Job:
Reproduce every line of the data below without any change, leaving out the pictures.
Start of Raw data
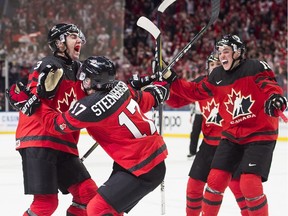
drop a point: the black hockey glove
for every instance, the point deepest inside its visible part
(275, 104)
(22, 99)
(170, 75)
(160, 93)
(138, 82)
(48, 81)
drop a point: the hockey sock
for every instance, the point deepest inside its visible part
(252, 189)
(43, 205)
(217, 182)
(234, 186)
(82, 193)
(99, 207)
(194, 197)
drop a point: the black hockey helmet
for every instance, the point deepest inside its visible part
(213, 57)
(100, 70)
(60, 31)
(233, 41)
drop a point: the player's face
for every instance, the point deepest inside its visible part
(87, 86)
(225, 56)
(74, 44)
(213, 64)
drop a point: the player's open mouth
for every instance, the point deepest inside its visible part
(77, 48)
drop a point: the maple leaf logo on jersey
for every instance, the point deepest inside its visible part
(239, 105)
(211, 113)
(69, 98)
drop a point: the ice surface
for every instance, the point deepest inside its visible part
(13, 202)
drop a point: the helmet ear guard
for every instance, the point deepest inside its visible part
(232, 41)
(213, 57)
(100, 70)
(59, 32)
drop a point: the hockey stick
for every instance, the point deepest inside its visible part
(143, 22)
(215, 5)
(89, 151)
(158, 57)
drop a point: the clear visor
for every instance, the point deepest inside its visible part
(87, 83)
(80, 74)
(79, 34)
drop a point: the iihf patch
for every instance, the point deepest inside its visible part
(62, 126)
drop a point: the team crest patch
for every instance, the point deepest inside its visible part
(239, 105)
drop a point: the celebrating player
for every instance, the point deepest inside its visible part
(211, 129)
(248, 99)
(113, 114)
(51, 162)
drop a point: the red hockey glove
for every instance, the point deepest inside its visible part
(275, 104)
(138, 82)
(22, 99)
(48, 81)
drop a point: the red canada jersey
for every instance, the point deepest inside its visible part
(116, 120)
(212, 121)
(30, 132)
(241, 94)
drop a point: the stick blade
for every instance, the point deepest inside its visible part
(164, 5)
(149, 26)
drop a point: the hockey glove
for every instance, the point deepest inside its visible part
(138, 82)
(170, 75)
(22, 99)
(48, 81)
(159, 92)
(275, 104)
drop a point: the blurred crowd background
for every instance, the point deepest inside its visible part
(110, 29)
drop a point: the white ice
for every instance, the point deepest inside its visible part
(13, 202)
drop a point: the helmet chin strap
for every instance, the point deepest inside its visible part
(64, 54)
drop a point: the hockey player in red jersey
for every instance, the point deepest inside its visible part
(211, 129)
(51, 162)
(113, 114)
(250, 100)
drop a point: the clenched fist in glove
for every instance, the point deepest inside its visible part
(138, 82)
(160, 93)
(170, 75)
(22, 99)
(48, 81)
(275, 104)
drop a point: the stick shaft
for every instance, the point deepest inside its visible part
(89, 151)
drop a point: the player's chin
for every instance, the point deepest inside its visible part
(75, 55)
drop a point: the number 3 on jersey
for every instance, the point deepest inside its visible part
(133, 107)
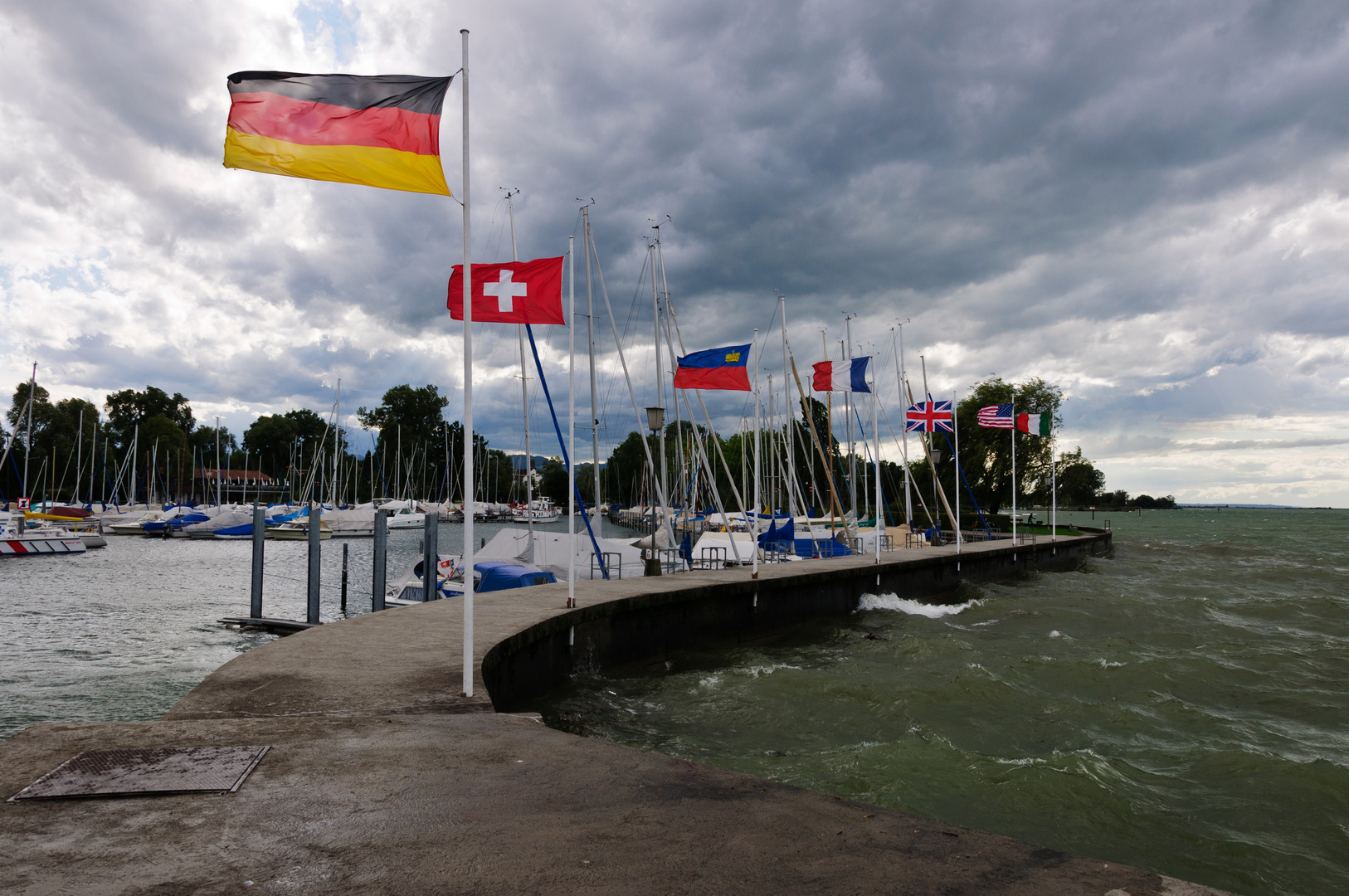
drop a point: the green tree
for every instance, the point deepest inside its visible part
End of Raw data
Correct output:
drop a point: the black hockey glove
for every instance, the point deepest inside its visible part
(275, 104)
(22, 99)
(170, 75)
(160, 93)
(138, 82)
(48, 81)
drop a point: the hockey sock
for every instance, the point deepest inside its visible part
(252, 189)
(43, 205)
(217, 182)
(234, 186)
(82, 193)
(99, 207)
(194, 197)
drop a point: the black hockey helmet
for every instance, the point deepest inside its visible part
(213, 57)
(100, 70)
(60, 31)
(233, 41)
drop a point: the player's face
for every instance, the point deepest inside its visible part
(87, 86)
(225, 56)
(74, 44)
(213, 64)
drop a point: the player's open mouth
for every instance, the point deepest inside its visible part
(77, 48)
drop a point: the maple leaf logo on jersey
for every instance, the point deepest inside its visible part
(239, 105)
(211, 113)
(69, 98)
drop a point: the ice surface
for every instance, the point deepest inside its visible part
(13, 202)
drop a point: the helmet ear guard
for every instance, the point deepest inside its visible part
(232, 41)
(213, 57)
(100, 70)
(59, 32)
drop a point: the hockey stick
for every instance, the point deepest inside its visible part
(143, 22)
(215, 5)
(89, 151)
(158, 57)
drop a point: the clear visor
for every instance, the point deepest inside its visible part
(87, 83)
(80, 74)
(79, 34)
drop a point: the iihf patch
for every instance, the point deepest inside its visible part
(62, 126)
drop a point: the team crest patch
for every instance, the point deepest inside its visible part
(239, 105)
drop a point: the celebrating player
for every instance, the point deepest inside its visible part
(211, 129)
(248, 99)
(113, 114)
(51, 162)
drop a point: the red hockey glove
for every instance, the point deepest inside its visible part
(275, 104)
(138, 82)
(22, 99)
(48, 81)
drop a point: the red canada jersey
for every instance, the point deepest inside its visible part
(116, 120)
(212, 121)
(30, 132)
(241, 94)
drop a point: the stick blade
for every instance, the point deepest inside its visible part
(164, 5)
(149, 26)
drop a point: the hockey glove
for every instance, the point deepest inside its visible part
(138, 82)
(170, 75)
(22, 99)
(48, 81)
(159, 92)
(275, 104)
drop a point: the blurred crowd background
for every instance, the point deepest inside its visible part
(110, 29)
drop a point: the white ice
for every instance, the point deepest inside its visible part
(13, 202)
drop a point: the helmet chin strap
for every instance, the point deepest inside its visible part
(64, 54)
drop a point: the hockey player in red jersey
for every instance, the point deepest inside its visible part
(211, 129)
(51, 162)
(113, 114)
(250, 100)
drop a point: the clenched fist in glove
for every instance, the point deepest inside its visible part
(138, 82)
(160, 93)
(170, 75)
(22, 99)
(48, 81)
(275, 104)
drop a point: the stick shaft
for every instance, the point deepest inside its visible part
(89, 151)
drop a point: the player's chin
for every instance, the point deepest inside its visible part
(75, 55)
drop a point: the number 3 on jersey
for every instance, the point deepest inside its visible part
(133, 107)
drop a point: the green tree
for every instance, the point deepest inside its visible part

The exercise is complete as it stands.